[START RECORD SET]

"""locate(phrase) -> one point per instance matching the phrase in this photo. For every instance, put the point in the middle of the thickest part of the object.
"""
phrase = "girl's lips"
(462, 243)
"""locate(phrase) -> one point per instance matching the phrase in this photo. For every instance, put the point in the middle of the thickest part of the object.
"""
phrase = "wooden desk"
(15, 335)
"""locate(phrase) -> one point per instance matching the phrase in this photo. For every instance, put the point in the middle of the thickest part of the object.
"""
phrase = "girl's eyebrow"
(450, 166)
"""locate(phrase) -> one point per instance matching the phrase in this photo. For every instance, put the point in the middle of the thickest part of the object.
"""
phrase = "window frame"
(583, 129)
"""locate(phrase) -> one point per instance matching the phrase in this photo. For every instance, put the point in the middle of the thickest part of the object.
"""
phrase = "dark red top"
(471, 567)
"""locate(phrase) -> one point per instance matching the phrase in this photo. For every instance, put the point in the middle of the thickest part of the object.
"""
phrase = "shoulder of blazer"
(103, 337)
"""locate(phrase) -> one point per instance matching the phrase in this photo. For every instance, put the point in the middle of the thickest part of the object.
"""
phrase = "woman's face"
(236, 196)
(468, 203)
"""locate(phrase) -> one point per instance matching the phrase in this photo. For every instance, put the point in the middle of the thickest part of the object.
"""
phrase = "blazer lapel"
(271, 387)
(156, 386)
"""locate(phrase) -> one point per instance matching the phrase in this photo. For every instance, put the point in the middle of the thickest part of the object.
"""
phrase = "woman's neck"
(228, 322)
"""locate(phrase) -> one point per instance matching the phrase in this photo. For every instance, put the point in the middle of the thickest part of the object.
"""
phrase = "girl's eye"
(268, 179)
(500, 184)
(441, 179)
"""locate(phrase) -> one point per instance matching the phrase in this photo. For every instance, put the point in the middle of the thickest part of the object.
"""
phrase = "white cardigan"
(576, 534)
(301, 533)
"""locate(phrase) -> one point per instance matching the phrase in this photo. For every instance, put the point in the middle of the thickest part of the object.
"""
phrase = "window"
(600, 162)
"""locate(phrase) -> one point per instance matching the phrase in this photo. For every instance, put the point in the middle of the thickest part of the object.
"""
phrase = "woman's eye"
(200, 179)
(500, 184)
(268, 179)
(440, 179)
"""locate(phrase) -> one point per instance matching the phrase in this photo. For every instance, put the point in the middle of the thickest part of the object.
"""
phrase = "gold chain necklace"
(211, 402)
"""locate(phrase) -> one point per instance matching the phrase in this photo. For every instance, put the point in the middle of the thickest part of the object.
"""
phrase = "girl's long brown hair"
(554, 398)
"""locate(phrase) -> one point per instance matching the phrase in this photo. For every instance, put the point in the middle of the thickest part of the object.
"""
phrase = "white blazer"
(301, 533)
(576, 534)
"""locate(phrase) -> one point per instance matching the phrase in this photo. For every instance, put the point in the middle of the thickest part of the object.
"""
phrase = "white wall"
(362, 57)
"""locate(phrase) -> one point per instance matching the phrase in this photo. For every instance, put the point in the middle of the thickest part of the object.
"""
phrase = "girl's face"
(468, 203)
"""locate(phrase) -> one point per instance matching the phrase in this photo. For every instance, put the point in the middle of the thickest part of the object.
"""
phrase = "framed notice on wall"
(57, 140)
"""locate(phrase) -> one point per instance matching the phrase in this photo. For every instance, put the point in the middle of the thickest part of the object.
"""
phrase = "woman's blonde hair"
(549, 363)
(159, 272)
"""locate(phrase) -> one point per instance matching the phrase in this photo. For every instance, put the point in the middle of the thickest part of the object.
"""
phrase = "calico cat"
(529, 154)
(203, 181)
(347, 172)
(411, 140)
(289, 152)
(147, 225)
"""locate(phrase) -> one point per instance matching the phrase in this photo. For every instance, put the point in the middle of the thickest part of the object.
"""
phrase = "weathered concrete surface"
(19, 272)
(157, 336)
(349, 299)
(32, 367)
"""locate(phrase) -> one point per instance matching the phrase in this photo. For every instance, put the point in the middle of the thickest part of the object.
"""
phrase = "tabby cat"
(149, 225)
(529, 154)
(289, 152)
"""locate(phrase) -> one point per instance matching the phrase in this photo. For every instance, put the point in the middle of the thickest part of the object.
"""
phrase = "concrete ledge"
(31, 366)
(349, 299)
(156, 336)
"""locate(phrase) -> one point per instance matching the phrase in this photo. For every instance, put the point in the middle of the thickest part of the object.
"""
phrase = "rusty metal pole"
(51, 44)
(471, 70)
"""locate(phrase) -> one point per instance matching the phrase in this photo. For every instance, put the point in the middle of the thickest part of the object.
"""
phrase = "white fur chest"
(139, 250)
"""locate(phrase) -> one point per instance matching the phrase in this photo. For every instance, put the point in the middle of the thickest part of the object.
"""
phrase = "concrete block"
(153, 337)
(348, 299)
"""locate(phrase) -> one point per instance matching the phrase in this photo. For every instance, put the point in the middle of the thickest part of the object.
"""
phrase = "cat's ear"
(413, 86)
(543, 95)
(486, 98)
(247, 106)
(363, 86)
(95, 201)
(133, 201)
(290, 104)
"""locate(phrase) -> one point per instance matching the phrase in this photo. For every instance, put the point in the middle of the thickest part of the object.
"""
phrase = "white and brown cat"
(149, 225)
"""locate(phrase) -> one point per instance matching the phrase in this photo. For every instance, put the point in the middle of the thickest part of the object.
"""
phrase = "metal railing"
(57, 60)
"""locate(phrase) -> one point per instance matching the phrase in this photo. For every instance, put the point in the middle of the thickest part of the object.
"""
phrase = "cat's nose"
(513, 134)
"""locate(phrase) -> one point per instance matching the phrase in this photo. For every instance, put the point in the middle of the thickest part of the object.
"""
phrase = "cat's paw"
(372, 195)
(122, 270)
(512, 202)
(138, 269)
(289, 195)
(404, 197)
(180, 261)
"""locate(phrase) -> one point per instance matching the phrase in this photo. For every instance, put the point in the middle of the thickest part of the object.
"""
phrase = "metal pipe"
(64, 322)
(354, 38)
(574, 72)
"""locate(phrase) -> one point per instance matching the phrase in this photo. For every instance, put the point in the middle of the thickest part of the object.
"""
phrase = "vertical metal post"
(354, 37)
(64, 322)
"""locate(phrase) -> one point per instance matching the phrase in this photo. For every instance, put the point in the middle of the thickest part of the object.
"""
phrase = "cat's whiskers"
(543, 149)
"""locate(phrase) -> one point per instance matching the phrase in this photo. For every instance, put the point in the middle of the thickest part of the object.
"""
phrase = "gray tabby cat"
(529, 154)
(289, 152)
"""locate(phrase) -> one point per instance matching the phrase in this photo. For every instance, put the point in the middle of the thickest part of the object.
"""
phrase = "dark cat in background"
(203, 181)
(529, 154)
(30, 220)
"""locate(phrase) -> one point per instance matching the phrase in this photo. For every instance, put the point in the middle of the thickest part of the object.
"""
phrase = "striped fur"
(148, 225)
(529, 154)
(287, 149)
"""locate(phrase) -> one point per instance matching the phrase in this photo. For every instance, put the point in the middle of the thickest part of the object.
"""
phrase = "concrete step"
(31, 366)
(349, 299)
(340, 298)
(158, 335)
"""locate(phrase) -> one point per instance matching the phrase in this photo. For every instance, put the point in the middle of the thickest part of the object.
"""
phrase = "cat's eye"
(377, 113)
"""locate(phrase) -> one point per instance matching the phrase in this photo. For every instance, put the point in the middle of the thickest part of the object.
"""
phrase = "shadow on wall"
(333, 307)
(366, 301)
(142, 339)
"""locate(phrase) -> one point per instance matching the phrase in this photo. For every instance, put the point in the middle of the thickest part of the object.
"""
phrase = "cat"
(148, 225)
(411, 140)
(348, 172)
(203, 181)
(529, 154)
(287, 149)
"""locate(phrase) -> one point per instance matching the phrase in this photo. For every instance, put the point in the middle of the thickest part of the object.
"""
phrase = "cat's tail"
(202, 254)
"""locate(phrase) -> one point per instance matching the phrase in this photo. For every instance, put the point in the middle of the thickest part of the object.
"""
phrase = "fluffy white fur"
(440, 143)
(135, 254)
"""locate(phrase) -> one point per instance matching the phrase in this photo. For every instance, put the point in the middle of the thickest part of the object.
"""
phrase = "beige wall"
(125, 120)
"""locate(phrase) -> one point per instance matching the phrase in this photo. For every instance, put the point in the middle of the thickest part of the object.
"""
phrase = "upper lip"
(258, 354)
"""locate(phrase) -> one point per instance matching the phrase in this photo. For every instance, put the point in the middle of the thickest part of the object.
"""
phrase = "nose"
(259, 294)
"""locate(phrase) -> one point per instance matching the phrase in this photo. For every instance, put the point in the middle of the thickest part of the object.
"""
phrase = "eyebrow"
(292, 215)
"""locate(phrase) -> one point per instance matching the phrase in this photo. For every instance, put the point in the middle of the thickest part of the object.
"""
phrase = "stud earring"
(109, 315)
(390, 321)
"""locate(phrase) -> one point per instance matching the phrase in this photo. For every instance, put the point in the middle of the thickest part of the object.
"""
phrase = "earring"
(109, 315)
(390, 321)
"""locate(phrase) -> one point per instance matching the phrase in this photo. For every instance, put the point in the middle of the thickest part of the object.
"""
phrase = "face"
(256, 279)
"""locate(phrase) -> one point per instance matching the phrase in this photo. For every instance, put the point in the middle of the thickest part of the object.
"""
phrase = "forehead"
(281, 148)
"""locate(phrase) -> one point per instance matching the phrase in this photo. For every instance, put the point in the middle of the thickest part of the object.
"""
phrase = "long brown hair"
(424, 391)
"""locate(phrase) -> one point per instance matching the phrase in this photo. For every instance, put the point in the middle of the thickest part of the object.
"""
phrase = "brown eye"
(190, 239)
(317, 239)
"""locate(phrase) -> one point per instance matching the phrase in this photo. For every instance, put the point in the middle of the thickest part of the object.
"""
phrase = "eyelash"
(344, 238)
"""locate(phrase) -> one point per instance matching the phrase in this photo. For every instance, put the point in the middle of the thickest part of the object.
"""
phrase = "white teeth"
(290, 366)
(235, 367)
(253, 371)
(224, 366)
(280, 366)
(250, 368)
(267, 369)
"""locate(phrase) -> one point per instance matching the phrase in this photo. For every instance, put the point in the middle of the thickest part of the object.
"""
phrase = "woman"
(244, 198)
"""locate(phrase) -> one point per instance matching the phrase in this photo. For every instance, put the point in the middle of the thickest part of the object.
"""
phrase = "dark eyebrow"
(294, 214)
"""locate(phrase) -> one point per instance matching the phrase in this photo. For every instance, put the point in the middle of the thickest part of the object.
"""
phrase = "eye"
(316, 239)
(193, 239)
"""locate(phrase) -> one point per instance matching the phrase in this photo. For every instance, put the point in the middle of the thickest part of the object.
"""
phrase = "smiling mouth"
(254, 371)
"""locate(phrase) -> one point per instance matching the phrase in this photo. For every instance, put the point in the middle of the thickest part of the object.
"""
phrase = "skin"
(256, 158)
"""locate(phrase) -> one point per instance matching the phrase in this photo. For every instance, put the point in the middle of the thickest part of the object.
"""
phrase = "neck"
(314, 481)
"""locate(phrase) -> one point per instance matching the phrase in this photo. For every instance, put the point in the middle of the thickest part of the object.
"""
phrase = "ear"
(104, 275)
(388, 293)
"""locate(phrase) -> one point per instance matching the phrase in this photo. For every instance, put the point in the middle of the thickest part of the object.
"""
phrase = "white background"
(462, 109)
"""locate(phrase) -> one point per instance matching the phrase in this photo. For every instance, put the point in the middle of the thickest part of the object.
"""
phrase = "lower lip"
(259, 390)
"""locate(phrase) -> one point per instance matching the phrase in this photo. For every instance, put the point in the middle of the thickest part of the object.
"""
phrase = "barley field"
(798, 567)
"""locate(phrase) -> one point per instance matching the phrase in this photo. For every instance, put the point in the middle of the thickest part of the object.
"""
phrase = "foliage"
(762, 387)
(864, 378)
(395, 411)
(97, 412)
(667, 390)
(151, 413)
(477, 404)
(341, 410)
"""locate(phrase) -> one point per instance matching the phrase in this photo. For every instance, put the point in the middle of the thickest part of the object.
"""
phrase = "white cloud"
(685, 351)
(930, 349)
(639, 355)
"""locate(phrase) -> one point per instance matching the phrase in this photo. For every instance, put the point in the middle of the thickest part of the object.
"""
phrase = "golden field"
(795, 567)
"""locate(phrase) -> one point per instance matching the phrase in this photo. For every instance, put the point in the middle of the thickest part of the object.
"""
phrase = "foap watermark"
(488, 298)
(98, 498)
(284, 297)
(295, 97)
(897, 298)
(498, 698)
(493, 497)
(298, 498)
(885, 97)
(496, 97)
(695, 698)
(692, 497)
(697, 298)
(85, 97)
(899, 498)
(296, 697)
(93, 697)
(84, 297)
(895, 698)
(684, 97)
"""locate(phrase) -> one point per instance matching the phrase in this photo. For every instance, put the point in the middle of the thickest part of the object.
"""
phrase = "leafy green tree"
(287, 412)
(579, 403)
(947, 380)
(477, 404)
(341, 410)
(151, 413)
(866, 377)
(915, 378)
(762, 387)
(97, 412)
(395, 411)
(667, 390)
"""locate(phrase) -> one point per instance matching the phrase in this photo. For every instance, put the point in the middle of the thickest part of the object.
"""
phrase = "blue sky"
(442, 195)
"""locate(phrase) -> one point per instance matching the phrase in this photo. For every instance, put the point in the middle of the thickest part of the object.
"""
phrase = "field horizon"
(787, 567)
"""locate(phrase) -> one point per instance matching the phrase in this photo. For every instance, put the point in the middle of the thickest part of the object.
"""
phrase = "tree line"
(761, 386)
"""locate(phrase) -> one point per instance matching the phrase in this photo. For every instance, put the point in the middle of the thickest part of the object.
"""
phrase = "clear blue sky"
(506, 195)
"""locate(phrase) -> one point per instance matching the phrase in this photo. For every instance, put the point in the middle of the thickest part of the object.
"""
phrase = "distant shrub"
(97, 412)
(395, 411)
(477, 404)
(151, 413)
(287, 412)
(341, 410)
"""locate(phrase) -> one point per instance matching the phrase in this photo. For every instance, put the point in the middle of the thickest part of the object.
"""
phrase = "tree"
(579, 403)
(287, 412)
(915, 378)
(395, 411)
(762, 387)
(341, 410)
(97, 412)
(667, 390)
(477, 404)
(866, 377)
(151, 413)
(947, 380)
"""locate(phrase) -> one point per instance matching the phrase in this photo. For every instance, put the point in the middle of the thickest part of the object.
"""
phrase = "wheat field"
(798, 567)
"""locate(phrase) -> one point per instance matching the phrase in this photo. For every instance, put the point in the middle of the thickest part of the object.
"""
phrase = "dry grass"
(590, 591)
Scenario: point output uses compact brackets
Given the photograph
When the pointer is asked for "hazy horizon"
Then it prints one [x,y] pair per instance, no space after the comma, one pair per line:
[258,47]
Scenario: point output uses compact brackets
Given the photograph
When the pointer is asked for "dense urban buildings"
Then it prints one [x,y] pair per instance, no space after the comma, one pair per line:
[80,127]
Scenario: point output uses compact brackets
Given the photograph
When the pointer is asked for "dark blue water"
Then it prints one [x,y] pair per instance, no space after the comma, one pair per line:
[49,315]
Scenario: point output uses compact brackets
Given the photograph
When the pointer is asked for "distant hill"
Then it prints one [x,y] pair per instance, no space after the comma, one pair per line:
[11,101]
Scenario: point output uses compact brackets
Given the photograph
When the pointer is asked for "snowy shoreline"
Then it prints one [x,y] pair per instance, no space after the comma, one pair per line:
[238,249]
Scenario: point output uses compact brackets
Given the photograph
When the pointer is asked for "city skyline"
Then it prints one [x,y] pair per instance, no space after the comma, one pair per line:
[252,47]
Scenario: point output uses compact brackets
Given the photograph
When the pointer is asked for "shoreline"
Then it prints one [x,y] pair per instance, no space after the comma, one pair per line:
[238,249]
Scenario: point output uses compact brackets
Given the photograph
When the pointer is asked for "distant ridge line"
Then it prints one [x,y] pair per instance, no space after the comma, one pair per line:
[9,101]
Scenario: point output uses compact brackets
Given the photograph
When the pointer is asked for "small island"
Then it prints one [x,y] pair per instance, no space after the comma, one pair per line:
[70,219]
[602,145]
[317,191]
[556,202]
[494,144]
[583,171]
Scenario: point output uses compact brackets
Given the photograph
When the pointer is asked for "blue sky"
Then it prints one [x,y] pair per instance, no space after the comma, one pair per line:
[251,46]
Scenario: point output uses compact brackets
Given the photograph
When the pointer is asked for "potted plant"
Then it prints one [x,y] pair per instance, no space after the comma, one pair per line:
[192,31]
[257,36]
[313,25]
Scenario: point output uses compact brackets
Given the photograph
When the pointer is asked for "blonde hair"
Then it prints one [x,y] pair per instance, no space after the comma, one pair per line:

[END RECORD SET]

Count the lines in the material above that contain the string "girl", with case mattering, and give only that number.

5